What the exercise asks:
Return the lines beginning at the one that contains "Find: wispy cloud" and continuing to the end of the entries, including both ends, exactly as written and nothing else.
++++++++++++++++++++
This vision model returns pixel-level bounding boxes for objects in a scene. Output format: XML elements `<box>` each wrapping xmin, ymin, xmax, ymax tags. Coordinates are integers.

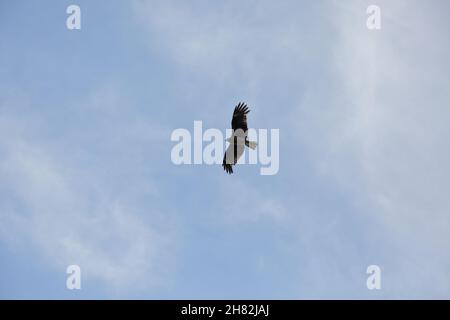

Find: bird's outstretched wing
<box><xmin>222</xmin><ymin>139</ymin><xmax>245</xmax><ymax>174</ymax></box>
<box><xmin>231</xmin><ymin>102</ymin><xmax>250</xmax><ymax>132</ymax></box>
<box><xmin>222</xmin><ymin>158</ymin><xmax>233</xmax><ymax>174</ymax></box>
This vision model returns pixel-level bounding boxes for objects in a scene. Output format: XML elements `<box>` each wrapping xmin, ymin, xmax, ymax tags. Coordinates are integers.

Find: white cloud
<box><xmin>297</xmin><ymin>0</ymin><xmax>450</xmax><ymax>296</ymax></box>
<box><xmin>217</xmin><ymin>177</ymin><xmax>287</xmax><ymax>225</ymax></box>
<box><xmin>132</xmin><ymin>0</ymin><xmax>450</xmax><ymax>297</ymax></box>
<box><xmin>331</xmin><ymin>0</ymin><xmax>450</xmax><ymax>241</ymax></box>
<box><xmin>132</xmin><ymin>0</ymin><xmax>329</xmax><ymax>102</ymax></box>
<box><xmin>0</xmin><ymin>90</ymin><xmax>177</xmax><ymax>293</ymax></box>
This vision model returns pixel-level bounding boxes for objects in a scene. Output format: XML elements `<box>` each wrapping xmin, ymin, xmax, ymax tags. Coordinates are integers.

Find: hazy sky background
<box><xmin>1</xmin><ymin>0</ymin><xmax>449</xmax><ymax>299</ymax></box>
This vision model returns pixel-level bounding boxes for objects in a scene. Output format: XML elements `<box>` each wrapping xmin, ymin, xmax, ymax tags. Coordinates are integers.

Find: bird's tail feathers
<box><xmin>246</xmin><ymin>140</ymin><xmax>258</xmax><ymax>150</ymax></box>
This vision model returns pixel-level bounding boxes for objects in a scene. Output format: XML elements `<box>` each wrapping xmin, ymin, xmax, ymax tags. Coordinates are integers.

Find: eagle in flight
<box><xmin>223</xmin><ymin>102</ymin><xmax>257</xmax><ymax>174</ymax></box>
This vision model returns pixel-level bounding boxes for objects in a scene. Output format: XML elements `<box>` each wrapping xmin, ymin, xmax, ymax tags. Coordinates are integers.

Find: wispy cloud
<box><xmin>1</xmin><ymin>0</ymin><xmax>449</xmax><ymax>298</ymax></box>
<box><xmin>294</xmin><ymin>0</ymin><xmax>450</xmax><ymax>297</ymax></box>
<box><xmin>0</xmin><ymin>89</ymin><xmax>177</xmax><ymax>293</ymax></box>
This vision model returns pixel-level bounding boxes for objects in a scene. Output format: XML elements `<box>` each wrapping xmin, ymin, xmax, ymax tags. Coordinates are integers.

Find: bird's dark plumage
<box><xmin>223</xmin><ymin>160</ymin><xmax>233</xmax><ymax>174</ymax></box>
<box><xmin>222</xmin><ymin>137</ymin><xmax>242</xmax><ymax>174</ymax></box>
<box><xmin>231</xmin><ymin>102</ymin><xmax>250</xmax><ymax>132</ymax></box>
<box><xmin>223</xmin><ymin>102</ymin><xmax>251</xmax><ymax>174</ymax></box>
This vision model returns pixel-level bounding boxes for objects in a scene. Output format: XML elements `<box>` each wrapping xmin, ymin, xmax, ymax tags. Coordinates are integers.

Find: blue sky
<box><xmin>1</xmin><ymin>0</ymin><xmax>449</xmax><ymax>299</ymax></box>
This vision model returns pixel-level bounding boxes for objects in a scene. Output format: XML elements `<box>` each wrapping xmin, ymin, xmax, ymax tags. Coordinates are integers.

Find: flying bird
++++++++++++++++++++
Answer to the problem:
Find: wispy cloud
<box><xmin>1</xmin><ymin>0</ymin><xmax>449</xmax><ymax>298</ymax></box>
<box><xmin>294</xmin><ymin>0</ymin><xmax>450</xmax><ymax>297</ymax></box>
<box><xmin>0</xmin><ymin>89</ymin><xmax>177</xmax><ymax>293</ymax></box>
This vision model returns pixel-level bounding boxes for objects in a scene. Output format: XML elements `<box>` each wrapping xmin, ymin, xmax, ymax tags. Coordinates are integers.

Find: bird's dark plumage
<box><xmin>223</xmin><ymin>160</ymin><xmax>233</xmax><ymax>174</ymax></box>
<box><xmin>222</xmin><ymin>137</ymin><xmax>242</xmax><ymax>174</ymax></box>
<box><xmin>231</xmin><ymin>102</ymin><xmax>250</xmax><ymax>132</ymax></box>
<box><xmin>223</xmin><ymin>102</ymin><xmax>251</xmax><ymax>174</ymax></box>
This vision model returns pixel-level bounding boxes for objects in a scene. Output format: XML elements `<box>` each wrapping xmin, ymin, xmax, ymax tags. Coordinates are integers.

Find: blue sky
<box><xmin>1</xmin><ymin>0</ymin><xmax>449</xmax><ymax>299</ymax></box>
This vision model returns pixel-level bounding boxes for objects in a scene. Output format: XML elements `<box>` each wrapping xmin, ymin, xmax, ymax tags. Coordinates are integers.

Find: flying bird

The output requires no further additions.